**Complete the following**
1. In the blockchain passage, what must the nodes be able to do in order to add new blocks to the blockchain? List each action.
2. According to the blockchain passage, what does the ASIC implement as an additional feature?
3. Continue the blockchain passage from its last sentence.

**Passage to read**
^^^^

In order to add new blocks to the blockchain, the nodes of the system must be able to determine a new nonce for the block, calculate a hash over the nonce and data, and see if it produced a result with the required number of leading zeros. If the result does not have the required number of leading zeros a new nonce is chosen and the calculation repeated until a result with the required number of leading zeros is found. Nonces are typically generated at random and in most cases the hash calculations must be performed many times before a new nonce is found and a new block can be added to the chain. In embodiments of the invention an ASIC device or chipset is added to devices to allow IoT, mobile, and similar devices to perform these calculations sufficiently fast to implement a working system. The use of an ASIC also produces a known amount of time for calculations. Using an ASIC to perform the calculations within a known amount of time allows for the system to exclude calculation results that are completed too fast or too slow which adds an additional level of security. The use of an ASIC also makes the calculation time dependent on the ASIC itself, not on the capabilities, speed and memory space of another CPU in the system, which can vary greatly. An additional feature of the ASIC is that it implements a distributed ledger server. Each ASIC enabled device shares the same ledger.

^^^^

**Supplied material**

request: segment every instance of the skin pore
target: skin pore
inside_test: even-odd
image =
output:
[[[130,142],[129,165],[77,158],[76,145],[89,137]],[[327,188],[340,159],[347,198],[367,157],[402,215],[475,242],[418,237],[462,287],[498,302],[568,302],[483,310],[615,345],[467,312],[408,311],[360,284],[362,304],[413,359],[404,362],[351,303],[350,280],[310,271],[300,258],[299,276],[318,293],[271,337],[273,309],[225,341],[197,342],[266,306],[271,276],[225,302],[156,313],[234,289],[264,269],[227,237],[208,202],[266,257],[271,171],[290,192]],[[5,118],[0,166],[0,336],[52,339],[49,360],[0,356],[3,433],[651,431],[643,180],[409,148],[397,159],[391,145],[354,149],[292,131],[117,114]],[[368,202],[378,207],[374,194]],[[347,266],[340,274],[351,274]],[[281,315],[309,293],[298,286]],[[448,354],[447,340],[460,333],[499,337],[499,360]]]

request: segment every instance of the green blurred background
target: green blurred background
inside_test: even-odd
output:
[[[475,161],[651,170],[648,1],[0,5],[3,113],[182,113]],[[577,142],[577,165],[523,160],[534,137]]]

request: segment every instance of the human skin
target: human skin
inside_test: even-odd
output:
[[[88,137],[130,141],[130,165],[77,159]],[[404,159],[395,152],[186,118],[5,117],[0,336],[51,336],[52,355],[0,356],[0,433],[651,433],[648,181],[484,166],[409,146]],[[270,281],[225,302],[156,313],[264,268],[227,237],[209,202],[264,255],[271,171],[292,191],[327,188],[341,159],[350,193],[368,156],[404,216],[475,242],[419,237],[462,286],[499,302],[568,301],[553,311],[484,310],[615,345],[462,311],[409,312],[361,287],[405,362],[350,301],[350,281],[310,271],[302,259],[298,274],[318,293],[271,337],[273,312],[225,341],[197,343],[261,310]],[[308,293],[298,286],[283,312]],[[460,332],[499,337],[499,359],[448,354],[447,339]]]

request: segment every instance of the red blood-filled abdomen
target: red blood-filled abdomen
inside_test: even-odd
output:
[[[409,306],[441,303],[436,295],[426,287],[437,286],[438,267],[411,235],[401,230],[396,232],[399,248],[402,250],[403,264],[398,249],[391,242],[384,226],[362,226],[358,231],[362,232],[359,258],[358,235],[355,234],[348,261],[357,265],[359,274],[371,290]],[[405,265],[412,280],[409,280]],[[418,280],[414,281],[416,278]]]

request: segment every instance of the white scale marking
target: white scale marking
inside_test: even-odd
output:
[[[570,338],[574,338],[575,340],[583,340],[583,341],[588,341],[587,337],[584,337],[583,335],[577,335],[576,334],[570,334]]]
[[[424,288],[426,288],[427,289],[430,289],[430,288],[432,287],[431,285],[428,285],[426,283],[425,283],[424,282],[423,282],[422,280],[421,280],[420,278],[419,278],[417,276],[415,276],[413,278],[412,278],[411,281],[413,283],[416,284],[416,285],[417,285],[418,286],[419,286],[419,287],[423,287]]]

^^^^

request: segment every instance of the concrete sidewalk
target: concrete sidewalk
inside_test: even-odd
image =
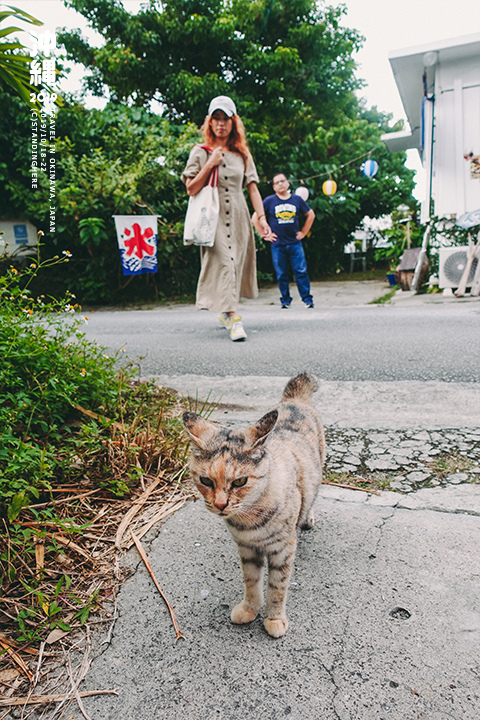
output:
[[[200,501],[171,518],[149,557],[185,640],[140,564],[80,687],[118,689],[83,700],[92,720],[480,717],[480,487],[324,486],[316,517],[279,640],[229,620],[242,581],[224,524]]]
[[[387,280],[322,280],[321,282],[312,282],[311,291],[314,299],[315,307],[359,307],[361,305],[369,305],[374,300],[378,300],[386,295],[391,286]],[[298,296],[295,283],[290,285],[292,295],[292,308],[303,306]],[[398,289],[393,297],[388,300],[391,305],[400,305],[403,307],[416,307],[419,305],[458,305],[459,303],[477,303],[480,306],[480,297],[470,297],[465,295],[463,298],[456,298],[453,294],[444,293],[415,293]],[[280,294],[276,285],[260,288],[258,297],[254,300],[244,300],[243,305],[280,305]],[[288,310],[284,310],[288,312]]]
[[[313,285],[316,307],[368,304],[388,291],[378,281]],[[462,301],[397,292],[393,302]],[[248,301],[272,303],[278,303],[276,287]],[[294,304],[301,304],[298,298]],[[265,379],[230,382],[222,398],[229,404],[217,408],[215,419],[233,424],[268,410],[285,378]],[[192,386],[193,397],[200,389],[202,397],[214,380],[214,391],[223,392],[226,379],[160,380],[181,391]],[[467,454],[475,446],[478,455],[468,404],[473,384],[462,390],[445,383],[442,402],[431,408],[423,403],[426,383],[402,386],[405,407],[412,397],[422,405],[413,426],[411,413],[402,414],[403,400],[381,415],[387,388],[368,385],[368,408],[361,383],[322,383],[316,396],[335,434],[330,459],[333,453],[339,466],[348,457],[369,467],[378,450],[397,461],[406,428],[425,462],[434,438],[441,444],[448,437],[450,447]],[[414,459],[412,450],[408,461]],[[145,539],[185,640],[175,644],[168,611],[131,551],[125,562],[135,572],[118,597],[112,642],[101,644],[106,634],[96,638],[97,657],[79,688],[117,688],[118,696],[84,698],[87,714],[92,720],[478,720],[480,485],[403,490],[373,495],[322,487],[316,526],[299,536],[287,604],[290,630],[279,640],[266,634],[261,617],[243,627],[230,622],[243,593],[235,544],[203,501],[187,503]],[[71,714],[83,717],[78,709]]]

^^^^

**Numbered answers**
1.
- Determine a new nonce for the block
- Calculate a hash over the nonce and data
- See if it produced a result with the required number of leading zeros

2. A distributed ledger server.

3.
Individual nodes and the blockchain implement a SSID (self-sovereign identity) platform where the device nodes may act autonomously and include rules governing the workflow and approvals needed to update data without storing identity data. Data may be stored on the device it relates to but when it is necessary to verify the veracity of the data, the data itself does not have to be transmitted. Each node creates a private and public key. The private key is stored securely in the node. The public key is used to create a hash that is used as the public identity of the device. This public identity is referred to as a concrete identity. The concrete identity is used to identify the device and allow it to interact with other device nodes in the system as an IoT device without having to authenticate with a central authority, server, or network. Data stored on the blockchain includes smart contracts that include the rights and roles of devices and defines how devices interact with each other. Private or personal data is not required to be stored on the blockchain. Data transfer is encrypted and transmitted in a peer-to-peer network between device nodes which may be trusted or untrusted peers. By implementing SSID, the devices may act independently while providing a useful IoT function. The blockchain defines the roles of the devices in the network which allows a group of devices to independently work together. The blockchain blocks may contain smart contract software which is conditionally executed automatically for device to device transactions.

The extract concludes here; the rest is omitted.